** start TEXT TO READ **
Sunday, August 14, 2016

Sermon: Faith: A Matter of Action

Grace Presbyterian Church
August 14, 2016, Pentecost 13C
Hebrews 11:29-12:2

Faith: A Matter of Action

Something major happened in the world of Major League Baseball last week. Ichiro Suzuki, now playing for the Miami Marlins, got his 3000th major-league hit last week by stinging a triple into the right-field gap against the Colorado Rockies, becoming only the 30th player to achieve that milestone in the 140-year history of the sport.
Ichiro’s case (and yes, he’s called by his first name) is a bit different than most, though. Until age 27, he played in the professional leagues in his native Japan, achieving well over a thousand hits and renown as one Japan’s best players. He was also a certifiable celebrity in his baseball-mad native country. By most definitions, he had everything an athlete could need. But instead of continuing to play in Japan and enjoying his fame and success, he maneuvered his Japanese team into posting him as available to sign with teams in Major League Baseball, where he finally signed with the Seattle Mariners. While a number of pitchers had come to the US and had success, no position player (Ichiro is an outfielder) had ever done so. Suffice to say that Ichiro broke that trend.
But why?
To say the least, Ichiro had faith in his baseball abilities. He had faith (or, in deference to last week’s sermon, he trusted) that he had the talent and intelligence to succeed in Major League Baseball whether any other Japanese hitter had or not. But he didn’t just have that faith or trust, or even belief in himself if you want to call it that; he was willing to back up that faith or trust or belief with action, putting himself on the line to prove he was as good as he believed he was. This wasn’t what most observers expected; many in MLB believed he might do o.k., but certainly most weren’t expecting him to be the major star that he has become.
Ichiro’s confidence in his abilities and willingness to back it up with action isn’t exactly like the members of the “roll call” of the “heroes of faith” we resume in Hebrews today, but it’s not a bad metaphor. Unlike Ichiro, these biblical examples of trust did not merely have to trust in their own abilities; instead, their trust was in God alone, a far more secure locus of our trust than anything we ourselves can accomplish.
The roll call resumes in today’s reading after a little more elaboration about Abraham, including that horrible moment when he was about to sacrifice his son Isaac at God’s seeming command. It’s hard to know exactly what Abraham was about in this case; was he trusting that God would indeed pull back from his command to sacrifice his son, his one heir through whom God’s promise of a great nation of descendents was to be fulfilled? Was he trusting that God would find another way to fulfill that promise, and willingly giving up his seemingly innocent son? It’s a hard story, a kind of “text of terror” that, if we’re reading scripture with any integrity at all, should make us stop short and frankly be offended by it.
** end TEXT TO READ **
** start MATERIAL **
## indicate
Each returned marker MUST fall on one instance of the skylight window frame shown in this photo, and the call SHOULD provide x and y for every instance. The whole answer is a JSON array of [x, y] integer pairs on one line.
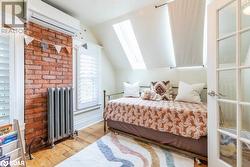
[[128, 41]]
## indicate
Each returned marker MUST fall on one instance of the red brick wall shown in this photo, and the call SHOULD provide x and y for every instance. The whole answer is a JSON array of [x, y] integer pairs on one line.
[[43, 69]]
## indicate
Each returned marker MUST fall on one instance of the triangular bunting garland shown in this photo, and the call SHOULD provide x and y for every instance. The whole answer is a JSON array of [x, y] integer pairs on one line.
[[58, 48], [28, 39], [68, 49]]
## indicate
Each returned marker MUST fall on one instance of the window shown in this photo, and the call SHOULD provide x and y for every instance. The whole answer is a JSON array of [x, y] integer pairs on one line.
[[87, 80], [126, 36], [4, 79]]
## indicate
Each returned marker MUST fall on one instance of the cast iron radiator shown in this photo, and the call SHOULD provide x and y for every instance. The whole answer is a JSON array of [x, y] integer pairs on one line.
[[60, 114]]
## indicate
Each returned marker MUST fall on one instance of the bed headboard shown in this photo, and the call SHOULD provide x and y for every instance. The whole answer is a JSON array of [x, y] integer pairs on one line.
[[175, 91], [142, 88]]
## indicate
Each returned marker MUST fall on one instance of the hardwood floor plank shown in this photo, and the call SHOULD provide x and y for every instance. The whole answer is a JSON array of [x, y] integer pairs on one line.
[[50, 157]]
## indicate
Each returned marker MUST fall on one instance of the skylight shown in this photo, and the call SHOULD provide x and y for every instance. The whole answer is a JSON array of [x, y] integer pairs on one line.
[[126, 36]]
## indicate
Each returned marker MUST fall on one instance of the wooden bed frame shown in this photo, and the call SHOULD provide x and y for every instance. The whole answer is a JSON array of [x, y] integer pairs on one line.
[[185, 153]]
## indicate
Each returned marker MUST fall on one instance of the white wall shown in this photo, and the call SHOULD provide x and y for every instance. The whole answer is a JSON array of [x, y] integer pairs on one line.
[[86, 118], [152, 30], [145, 77]]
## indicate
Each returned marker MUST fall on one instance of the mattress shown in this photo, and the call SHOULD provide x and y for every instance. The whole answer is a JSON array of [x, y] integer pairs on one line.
[[188, 144], [178, 118]]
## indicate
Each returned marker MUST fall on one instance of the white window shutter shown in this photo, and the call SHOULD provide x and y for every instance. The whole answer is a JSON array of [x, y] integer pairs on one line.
[[88, 77], [4, 79]]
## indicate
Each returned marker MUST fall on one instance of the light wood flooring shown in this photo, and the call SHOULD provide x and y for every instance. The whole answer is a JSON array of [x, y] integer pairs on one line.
[[51, 157]]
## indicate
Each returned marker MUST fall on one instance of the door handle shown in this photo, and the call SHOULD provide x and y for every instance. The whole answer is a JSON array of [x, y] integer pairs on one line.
[[213, 94]]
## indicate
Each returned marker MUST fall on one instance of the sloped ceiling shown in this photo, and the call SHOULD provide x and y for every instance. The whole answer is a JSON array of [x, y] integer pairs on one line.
[[92, 12], [152, 30]]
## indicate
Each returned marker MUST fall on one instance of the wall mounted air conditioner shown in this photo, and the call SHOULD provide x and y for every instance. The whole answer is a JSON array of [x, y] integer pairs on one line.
[[48, 16]]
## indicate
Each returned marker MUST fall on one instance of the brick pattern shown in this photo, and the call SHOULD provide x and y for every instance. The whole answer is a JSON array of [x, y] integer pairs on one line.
[[43, 69]]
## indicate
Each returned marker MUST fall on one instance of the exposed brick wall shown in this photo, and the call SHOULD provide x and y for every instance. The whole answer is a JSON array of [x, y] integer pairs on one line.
[[43, 69]]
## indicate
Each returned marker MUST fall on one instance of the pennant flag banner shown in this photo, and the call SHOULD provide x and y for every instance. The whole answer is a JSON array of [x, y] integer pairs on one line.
[[68, 49], [28, 39], [58, 48], [45, 45]]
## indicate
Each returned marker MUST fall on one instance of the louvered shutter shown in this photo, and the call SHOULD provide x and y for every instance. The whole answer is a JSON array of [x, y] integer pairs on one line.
[[4, 79]]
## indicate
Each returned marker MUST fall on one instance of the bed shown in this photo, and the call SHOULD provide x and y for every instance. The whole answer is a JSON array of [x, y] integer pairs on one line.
[[178, 126]]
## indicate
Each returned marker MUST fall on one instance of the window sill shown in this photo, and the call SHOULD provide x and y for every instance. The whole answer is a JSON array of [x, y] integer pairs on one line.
[[77, 112]]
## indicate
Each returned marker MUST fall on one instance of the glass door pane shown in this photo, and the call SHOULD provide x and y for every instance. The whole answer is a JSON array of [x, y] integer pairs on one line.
[[227, 20], [245, 154], [245, 48], [227, 52], [228, 149], [227, 84], [245, 14], [245, 122], [227, 114], [245, 85]]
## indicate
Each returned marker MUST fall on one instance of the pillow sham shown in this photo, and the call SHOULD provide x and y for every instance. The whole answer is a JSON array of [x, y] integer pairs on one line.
[[150, 95], [189, 93], [131, 90], [163, 88]]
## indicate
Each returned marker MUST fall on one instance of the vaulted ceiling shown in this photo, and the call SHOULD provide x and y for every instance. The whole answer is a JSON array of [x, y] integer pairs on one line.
[[167, 36], [92, 12], [152, 32]]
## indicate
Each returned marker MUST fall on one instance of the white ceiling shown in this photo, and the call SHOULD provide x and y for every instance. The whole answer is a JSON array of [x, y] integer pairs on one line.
[[152, 32], [92, 12]]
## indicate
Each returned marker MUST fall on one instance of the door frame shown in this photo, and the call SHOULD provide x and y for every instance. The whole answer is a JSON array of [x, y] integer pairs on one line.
[[212, 77]]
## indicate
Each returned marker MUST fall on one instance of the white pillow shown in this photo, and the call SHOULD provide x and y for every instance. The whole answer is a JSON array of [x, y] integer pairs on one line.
[[131, 90], [189, 93]]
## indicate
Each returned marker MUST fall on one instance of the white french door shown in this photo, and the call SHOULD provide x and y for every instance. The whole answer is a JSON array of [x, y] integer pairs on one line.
[[228, 84]]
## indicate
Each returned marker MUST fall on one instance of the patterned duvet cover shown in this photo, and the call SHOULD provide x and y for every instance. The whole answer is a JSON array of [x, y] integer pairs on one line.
[[179, 118]]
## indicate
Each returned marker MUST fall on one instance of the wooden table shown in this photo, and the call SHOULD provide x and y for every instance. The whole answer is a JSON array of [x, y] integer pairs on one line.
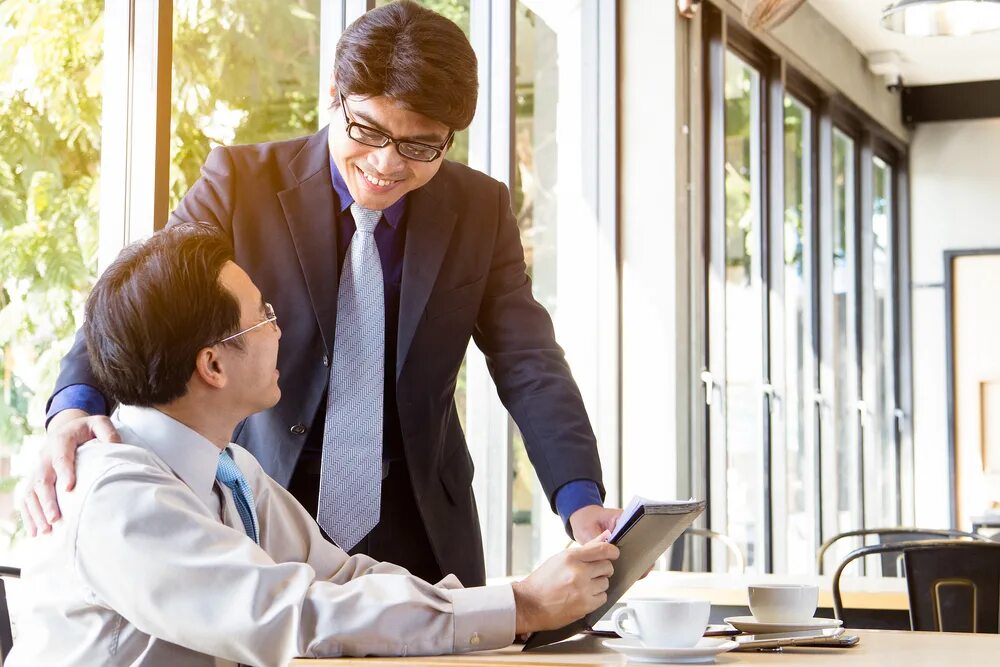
** end MATERIAL **
DIRECTIVES:
A: Turn the listing, from its first line through the line containing "[[58, 48], [28, 39], [68, 49]]" inclusive, into a numbered list that omits blank lines and leaves out the pictures.
B: Carry on the sermon on faith as a matter of action from the point where it stops.

RESULTS FOR THE EXERCISE:
A:
1. ## indicate
2. Each returned marker MUST fall on one instance of the skylight window frame shown in this photo, and the call SHOULD provide x and y for every instance. The whole answer is a JSON array of [x, y] integer pairs on one line.
3. [[128, 41]]
4. ## indicate
5. Each returned marker MUST fall on one instance of the red brick wall shown in this photo, and the call SHOULD provide x and y for every instance. The whole answer is a JSON array of [x, y] integer pairs on one line.
6. [[43, 69]]
7. ## indicate
8. Each returned marker MUST fall on one instance of the triangular bunting garland shown in this photo, and the call SHOULD provide x and y for every instance. The whole answer is a JSON array of [x, y] integer pairs on one line.
9. [[58, 48], [28, 39], [68, 49]]

B:
Continuing, the roll call comes to Moses and his leadership of the Hebrew people out of Egypt, where we pick up a bit in the middle of the sequence. To begin anything with “By faith the (Hebrew) people … “ is actually a bit ironic, since back in chapter three of this very same sermon those same people are reprimanded for their lack of faith for their rebelliousness in the wilderness, an event that happened after the crossing of the Red Sea that is referenced in today’s reading.
There’s a warning for us here. This faith, this trust to which Hebrews encourages us isn’t a one-time thing. Since we’re in the midst of the Olympics right now I’ll borrow a track-and-field metaphor; a hurdler doesn’t get to pull up and celebrate after successfully surmounting the first hurdle. There are more hurdles on the track, and the race isn’t over until the hurdler successfully jumps all of them and crosses the finish line. Similarly, one act of trust isn’t the end of our journey of faith; the journey continues, and we have to follow it to its end, trusting God all the way and acting on that trust as God calls us forward.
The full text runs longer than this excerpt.